- _Exercise details_
What is needed is a word-for-word copy of the records below.

- _Excerpted data_
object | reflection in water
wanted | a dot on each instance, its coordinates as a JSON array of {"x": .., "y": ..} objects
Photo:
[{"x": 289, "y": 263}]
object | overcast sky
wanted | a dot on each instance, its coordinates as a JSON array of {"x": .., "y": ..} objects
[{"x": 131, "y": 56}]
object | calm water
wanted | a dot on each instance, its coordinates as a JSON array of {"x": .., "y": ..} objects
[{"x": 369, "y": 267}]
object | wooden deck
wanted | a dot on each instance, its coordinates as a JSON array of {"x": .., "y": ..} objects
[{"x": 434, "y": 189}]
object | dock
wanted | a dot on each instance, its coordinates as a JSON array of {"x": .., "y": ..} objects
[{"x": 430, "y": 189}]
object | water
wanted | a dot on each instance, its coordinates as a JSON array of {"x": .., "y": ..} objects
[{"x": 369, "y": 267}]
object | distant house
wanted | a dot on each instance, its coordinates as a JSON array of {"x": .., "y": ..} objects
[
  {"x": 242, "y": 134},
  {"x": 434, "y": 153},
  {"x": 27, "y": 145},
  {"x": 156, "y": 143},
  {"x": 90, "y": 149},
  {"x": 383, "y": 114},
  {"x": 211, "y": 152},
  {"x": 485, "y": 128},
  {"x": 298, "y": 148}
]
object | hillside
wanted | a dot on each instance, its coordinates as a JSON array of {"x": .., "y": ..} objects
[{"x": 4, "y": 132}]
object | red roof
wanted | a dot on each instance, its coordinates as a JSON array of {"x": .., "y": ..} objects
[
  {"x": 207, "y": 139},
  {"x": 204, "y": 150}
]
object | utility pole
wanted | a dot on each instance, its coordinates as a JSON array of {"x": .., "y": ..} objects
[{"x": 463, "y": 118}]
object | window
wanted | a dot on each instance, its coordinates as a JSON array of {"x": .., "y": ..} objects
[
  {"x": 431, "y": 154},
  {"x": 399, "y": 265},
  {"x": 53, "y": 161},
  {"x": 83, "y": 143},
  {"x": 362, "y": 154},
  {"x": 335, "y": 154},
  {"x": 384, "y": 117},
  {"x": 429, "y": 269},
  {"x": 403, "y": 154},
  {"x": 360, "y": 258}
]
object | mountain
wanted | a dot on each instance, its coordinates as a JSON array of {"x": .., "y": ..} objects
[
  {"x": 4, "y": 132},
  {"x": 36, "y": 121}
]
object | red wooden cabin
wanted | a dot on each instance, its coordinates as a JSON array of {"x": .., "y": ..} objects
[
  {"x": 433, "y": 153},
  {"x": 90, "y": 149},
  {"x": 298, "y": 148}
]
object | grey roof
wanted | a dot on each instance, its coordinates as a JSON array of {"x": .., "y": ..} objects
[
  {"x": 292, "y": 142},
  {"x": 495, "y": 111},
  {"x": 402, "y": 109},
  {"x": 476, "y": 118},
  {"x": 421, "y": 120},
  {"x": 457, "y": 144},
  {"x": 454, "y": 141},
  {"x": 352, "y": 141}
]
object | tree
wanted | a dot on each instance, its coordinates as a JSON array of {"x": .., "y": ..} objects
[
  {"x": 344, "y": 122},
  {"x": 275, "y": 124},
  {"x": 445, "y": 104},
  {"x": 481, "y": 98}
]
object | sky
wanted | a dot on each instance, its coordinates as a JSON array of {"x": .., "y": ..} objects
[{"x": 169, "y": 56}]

- _Response box_
object | reflection in water
wanted | a dot on each instance, its coordinates as a JSON array of {"x": .., "y": ..} objects
Photo:
[{"x": 289, "y": 263}]
object | overcast sky
wanted | a dot on each instance, its coordinates as a JSON array of {"x": .., "y": ..} objects
[{"x": 131, "y": 56}]
object | calm water
wanted | a dot on each instance, its coordinates as a JSON array of {"x": .., "y": ..} objects
[{"x": 369, "y": 267}]
object | wooden deck
wanted | a dot on each instance, its coordinates as a JSON array of {"x": .., "y": ..} objects
[{"x": 434, "y": 189}]
object | dock
wanted | a dot on each instance, its coordinates as a JSON array of {"x": .., "y": ..} objects
[{"x": 430, "y": 189}]
object | water
wanted | a dot on each instance, its coordinates as a JSON array of {"x": .., "y": ..} objects
[{"x": 369, "y": 267}]
object | distant house
wanted | a dot on each instance, its coordinates as a JSON array of {"x": .., "y": ..} objects
[
  {"x": 242, "y": 134},
  {"x": 434, "y": 153},
  {"x": 27, "y": 145},
  {"x": 156, "y": 143},
  {"x": 90, "y": 149},
  {"x": 383, "y": 114},
  {"x": 211, "y": 152},
  {"x": 485, "y": 128},
  {"x": 298, "y": 148}
]
object | hillside
wanted | a dot on each instance, its coordinates as a JSON array of {"x": .., "y": ..} objects
[{"x": 4, "y": 132}]
object | red roof
wanted | a dot on each instance, its coordinates as a JSON array of {"x": .., "y": ..} objects
[
  {"x": 207, "y": 139},
  {"x": 204, "y": 150}
]
object | utility pole
wanted | a dot on each instance, its coordinates as a JSON array of {"x": .., "y": ..} objects
[{"x": 463, "y": 118}]
object | window
wanted | a dot on each instance, its coordinates as a JSON array of {"x": .., "y": ..} objects
[
  {"x": 431, "y": 154},
  {"x": 399, "y": 265},
  {"x": 53, "y": 161},
  {"x": 83, "y": 143},
  {"x": 362, "y": 154},
  {"x": 335, "y": 154},
  {"x": 384, "y": 117},
  {"x": 429, "y": 269},
  {"x": 403, "y": 154},
  {"x": 360, "y": 258}
]
object | mountain
wanted | a dot on each instance, its coordinates as a JSON array of {"x": .., "y": ..} objects
[
  {"x": 4, "y": 132},
  {"x": 36, "y": 121}
]
object | red wooden cabin
wanted | a dot on each instance, its coordinates as a JSON array of {"x": .., "y": ..} objects
[
  {"x": 433, "y": 153},
  {"x": 90, "y": 149},
  {"x": 298, "y": 148}
]
object | grey roof
wanted | a dot on each instance, its coordinates as a JSON array of {"x": .., "y": ..} objects
[
  {"x": 292, "y": 142},
  {"x": 495, "y": 111},
  {"x": 402, "y": 109},
  {"x": 476, "y": 118},
  {"x": 421, "y": 120},
  {"x": 457, "y": 144},
  {"x": 454, "y": 141},
  {"x": 352, "y": 141}
]
object | tree
wanted | a dot on each instance, its coordinates as a JSON array of {"x": .., "y": ..} objects
[
  {"x": 344, "y": 122},
  {"x": 275, "y": 124},
  {"x": 445, "y": 104},
  {"x": 481, "y": 98}
]
object | sky
wanted | a dot on each instance, its coordinates as a JSON array of {"x": .., "y": ..} objects
[{"x": 169, "y": 56}]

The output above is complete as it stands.